==== THE RECORDS ====

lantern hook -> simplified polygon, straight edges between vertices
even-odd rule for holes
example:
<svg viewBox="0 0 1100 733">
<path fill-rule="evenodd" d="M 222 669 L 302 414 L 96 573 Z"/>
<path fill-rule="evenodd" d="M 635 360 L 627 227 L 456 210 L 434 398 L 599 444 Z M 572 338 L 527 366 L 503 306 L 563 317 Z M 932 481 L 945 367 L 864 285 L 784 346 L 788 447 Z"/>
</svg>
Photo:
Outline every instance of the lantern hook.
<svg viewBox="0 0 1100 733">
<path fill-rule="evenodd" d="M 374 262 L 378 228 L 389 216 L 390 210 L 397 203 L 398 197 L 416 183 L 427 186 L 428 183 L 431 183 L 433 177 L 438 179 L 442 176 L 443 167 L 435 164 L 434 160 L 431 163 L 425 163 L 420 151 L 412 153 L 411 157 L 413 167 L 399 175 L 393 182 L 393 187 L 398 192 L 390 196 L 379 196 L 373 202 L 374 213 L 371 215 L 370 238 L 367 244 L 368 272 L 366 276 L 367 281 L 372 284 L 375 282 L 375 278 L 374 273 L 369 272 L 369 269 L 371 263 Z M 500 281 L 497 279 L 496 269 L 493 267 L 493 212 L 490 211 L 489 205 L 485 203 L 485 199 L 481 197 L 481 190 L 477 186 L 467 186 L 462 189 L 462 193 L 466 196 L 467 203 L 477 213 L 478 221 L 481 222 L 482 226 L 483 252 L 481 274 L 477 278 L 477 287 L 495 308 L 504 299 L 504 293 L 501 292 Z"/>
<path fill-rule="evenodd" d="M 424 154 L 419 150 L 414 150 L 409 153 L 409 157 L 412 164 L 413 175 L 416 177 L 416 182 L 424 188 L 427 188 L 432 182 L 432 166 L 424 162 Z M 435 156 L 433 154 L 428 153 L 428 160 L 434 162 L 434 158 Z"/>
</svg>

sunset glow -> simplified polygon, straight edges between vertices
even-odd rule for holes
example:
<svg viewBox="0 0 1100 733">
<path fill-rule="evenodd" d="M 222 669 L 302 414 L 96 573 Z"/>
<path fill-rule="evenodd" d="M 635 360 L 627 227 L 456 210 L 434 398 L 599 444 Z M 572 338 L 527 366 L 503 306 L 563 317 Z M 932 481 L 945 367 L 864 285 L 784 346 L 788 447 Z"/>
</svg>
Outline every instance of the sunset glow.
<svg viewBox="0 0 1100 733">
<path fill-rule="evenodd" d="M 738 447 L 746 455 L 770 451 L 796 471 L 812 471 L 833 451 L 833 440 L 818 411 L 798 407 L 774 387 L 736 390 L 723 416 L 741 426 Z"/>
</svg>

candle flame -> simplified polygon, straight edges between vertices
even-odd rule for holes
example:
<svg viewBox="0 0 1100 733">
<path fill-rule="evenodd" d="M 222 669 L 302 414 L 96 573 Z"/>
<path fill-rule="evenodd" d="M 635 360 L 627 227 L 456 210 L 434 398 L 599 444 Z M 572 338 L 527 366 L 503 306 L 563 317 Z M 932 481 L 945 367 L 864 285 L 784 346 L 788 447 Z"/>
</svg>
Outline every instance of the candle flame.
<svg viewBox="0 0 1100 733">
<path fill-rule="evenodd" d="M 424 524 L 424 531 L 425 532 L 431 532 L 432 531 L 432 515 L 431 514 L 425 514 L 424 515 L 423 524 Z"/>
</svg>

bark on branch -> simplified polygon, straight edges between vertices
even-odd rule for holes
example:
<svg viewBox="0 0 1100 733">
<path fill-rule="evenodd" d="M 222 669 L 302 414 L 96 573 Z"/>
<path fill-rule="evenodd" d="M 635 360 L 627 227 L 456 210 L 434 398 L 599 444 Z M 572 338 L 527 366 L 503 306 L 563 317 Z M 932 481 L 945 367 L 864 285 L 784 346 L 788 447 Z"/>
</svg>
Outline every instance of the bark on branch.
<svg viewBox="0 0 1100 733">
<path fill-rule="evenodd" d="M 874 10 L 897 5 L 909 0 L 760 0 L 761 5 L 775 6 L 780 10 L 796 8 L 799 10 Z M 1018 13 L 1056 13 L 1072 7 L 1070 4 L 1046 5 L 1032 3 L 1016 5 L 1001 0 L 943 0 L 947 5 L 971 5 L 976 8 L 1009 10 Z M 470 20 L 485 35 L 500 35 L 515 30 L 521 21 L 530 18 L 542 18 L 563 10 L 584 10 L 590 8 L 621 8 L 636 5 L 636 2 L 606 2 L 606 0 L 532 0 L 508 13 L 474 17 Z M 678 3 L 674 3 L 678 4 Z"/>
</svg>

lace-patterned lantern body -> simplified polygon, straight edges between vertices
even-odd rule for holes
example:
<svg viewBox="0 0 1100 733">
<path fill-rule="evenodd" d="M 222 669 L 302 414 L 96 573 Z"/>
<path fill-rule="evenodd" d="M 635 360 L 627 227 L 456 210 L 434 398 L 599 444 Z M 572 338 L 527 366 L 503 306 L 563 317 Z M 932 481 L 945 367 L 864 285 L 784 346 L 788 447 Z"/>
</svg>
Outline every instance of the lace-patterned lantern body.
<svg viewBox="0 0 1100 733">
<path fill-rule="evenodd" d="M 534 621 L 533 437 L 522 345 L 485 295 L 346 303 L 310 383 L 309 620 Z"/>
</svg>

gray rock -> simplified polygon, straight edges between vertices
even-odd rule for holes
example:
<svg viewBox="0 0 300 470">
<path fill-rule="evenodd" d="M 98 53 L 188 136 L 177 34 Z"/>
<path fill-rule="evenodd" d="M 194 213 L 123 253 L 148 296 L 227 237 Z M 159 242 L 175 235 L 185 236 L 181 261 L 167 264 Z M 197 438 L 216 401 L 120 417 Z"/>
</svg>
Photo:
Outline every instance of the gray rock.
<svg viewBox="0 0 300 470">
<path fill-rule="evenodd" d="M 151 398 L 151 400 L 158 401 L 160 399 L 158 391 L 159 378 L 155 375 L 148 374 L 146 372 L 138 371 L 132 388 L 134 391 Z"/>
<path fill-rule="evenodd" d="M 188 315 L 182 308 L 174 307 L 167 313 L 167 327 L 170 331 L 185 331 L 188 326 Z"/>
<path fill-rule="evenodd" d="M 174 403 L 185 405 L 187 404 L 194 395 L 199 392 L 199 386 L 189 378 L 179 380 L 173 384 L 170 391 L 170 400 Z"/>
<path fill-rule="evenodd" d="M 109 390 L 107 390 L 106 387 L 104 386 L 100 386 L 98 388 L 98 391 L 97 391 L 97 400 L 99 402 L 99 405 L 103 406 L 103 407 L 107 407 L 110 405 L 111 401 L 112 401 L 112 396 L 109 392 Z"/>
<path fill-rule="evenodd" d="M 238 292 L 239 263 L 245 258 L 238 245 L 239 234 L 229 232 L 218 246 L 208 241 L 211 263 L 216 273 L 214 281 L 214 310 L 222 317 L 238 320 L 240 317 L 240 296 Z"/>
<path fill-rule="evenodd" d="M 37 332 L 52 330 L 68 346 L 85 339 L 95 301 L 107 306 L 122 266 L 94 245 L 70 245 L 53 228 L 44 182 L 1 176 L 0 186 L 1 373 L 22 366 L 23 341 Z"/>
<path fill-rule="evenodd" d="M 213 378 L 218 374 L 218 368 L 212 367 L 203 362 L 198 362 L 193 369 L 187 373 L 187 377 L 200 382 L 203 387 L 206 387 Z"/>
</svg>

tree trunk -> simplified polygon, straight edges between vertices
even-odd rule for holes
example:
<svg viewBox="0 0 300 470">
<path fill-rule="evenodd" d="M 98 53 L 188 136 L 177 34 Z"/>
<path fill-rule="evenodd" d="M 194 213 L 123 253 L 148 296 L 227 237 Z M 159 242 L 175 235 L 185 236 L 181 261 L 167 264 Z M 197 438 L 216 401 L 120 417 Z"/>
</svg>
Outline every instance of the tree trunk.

====

■ WHAT IS BEING ASKED ■
The lines you need are those with the word "polygon"; list them from the entries.

■ TASK ANSWER ■
lantern hook -> simplified polygon, straight edges between vertices
sunset glow -> simplified polygon, straight edges between vertices
candle flame -> simplified polygon, straight edges between vertices
bark on branch -> simplified polygon, straight edges between vertices
lace-patterned lantern body -> simplified polygon, straight edges between vertices
gray rock -> simplified polygon, straight edges between vertices
tree trunk -> simplified polygon, straight edges between vertices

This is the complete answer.